▶ WHAT YOU HAVE TO DO: Change "instance" to "object" in the rows from the very first line through the line containing "x=166, y=109", and give back only those lines with nothing else altered.

::::

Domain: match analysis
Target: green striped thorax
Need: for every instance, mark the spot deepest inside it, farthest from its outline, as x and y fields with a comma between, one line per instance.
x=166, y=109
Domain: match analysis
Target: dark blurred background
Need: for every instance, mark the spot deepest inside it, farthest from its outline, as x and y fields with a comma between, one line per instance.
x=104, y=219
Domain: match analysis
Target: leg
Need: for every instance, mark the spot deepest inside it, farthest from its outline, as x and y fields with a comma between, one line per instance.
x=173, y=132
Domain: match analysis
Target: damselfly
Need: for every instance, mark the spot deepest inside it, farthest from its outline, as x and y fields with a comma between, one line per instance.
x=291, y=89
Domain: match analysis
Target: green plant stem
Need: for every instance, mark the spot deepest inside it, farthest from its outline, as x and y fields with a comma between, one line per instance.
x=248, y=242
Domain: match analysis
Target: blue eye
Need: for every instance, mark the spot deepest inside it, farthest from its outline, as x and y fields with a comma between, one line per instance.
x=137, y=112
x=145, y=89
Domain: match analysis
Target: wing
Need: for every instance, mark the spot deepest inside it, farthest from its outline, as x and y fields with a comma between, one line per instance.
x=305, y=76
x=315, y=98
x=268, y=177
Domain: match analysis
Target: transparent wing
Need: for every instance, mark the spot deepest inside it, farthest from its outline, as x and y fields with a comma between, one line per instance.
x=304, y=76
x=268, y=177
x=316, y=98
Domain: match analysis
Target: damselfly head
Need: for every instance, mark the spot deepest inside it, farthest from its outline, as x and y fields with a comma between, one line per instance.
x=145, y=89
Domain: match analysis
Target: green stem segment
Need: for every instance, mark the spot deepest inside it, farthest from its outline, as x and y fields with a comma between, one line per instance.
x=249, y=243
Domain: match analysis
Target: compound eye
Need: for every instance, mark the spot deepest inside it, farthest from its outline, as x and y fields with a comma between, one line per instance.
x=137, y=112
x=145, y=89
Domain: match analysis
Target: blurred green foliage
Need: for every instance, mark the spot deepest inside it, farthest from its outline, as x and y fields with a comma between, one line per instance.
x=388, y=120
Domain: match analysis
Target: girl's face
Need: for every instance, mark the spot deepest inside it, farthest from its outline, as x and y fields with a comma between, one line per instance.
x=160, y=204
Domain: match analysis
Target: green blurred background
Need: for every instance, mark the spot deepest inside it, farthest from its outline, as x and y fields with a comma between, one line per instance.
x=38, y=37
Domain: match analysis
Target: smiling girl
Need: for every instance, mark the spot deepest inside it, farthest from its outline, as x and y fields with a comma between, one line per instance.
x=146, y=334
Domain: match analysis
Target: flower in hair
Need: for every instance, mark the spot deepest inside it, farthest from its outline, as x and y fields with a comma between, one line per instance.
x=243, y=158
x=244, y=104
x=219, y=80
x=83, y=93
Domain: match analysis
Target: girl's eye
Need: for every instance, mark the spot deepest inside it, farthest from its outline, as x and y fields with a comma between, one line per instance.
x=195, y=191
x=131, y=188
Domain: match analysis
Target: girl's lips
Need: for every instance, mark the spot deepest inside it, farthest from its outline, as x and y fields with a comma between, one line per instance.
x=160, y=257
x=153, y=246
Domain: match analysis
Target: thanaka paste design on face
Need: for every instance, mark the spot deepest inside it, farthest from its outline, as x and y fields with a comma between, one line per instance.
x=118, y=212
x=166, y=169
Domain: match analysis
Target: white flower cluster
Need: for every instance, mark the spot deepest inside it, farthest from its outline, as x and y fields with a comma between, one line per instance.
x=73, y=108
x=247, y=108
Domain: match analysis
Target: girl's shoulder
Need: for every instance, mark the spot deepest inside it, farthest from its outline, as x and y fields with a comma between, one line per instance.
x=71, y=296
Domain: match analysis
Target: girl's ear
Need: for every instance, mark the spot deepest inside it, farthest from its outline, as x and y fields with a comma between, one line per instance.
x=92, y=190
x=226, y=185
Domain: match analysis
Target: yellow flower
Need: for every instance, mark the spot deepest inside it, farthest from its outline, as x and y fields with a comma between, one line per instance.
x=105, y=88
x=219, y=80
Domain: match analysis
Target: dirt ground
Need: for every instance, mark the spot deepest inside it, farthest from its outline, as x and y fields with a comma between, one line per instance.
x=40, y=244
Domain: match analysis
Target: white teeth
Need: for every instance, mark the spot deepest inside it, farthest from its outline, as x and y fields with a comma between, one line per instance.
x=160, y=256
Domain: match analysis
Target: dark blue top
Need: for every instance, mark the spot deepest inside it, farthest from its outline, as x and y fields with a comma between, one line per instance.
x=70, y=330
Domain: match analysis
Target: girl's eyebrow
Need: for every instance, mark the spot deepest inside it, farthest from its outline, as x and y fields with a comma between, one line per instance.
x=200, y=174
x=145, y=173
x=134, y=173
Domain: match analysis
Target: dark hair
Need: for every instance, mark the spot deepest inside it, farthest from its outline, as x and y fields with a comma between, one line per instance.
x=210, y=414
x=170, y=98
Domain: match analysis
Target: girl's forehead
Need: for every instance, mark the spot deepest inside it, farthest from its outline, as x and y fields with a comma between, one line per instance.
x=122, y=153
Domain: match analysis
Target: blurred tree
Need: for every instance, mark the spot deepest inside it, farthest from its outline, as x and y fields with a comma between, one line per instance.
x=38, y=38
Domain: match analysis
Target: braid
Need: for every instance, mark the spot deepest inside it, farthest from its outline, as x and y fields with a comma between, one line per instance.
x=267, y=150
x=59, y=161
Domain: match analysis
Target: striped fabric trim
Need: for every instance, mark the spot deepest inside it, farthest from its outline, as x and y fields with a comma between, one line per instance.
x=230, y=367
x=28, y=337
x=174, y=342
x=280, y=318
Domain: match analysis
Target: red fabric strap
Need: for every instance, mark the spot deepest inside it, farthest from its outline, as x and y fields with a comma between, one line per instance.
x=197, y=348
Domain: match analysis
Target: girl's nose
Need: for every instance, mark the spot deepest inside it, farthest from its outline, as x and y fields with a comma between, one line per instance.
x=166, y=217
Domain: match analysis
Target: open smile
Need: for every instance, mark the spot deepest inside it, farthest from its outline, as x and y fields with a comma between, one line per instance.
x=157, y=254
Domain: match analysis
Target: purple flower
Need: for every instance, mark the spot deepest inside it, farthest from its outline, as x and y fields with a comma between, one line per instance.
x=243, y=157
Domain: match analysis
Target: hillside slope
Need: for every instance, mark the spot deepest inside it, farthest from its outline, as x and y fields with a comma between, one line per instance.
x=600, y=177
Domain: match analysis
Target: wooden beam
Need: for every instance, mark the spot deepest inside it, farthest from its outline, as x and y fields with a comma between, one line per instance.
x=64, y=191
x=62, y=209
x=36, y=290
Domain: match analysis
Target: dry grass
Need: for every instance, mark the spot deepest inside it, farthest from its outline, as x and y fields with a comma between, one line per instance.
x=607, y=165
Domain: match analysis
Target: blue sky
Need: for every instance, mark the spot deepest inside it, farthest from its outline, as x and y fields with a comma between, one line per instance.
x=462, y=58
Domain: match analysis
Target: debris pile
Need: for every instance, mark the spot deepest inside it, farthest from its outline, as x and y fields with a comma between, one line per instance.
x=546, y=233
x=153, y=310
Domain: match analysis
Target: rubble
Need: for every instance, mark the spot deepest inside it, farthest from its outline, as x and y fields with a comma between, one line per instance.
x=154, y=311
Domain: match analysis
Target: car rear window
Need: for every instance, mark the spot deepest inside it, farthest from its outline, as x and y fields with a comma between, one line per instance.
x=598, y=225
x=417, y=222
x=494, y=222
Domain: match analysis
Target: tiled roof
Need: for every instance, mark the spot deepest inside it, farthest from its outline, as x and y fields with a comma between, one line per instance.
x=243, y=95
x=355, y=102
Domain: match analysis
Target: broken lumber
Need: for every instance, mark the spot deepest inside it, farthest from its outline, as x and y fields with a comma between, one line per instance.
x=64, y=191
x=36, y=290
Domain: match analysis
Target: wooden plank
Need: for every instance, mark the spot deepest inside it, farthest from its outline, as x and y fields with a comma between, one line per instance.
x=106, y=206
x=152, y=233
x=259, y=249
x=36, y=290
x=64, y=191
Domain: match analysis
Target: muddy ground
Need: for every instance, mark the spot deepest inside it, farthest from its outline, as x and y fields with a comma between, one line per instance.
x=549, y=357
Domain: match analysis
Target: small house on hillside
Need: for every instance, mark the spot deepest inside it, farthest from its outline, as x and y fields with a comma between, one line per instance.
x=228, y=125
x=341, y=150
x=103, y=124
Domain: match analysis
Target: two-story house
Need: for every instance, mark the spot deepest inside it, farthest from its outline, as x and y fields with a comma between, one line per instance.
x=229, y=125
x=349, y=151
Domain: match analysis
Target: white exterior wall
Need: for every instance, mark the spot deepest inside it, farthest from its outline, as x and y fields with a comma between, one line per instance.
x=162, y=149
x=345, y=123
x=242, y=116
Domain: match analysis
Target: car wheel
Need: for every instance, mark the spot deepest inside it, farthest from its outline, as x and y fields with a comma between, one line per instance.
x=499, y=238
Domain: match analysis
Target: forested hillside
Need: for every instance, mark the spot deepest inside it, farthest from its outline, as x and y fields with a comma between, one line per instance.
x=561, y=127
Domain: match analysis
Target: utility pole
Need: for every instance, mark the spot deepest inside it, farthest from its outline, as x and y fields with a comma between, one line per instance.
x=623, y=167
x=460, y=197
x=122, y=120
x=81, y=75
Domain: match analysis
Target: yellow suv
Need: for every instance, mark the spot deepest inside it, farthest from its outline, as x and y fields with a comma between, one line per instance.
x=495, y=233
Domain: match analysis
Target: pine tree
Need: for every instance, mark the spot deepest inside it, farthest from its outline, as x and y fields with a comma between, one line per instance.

::::

▶ TASK RESPONSE:
Domain: match analysis
Target: green striped thorax
Need: for every object, mark the spot deepest inside it, farthest from its outline, as x and y fields with a comma between, one line per object.
x=166, y=109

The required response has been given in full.